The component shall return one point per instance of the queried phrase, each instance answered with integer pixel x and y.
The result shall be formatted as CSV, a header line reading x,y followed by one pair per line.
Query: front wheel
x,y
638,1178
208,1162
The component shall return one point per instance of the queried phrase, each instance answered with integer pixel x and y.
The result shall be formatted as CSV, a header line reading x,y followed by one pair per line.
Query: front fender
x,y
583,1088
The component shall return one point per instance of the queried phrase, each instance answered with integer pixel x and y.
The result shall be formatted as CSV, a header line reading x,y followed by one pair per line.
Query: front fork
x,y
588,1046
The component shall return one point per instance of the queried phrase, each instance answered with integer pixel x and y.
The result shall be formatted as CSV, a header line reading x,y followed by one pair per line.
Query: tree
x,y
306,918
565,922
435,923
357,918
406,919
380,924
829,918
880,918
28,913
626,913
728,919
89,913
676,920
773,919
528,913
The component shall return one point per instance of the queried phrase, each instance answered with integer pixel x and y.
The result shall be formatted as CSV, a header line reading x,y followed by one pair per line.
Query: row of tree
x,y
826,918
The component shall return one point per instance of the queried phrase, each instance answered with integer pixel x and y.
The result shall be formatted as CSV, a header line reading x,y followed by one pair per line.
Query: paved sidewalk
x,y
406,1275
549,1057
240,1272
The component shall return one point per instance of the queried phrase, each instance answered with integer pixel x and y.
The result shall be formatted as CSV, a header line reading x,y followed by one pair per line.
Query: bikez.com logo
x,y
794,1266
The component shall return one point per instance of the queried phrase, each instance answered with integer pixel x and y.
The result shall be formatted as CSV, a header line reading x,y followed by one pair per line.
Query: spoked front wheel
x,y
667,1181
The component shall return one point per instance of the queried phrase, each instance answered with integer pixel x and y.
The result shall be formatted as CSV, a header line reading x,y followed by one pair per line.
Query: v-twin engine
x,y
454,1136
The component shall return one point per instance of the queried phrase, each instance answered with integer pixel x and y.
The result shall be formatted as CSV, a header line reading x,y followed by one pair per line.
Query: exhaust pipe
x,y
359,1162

**Set exercise:**
Give only the number of lines in the rows above that contain the word "Query".

**Expected answer:**
10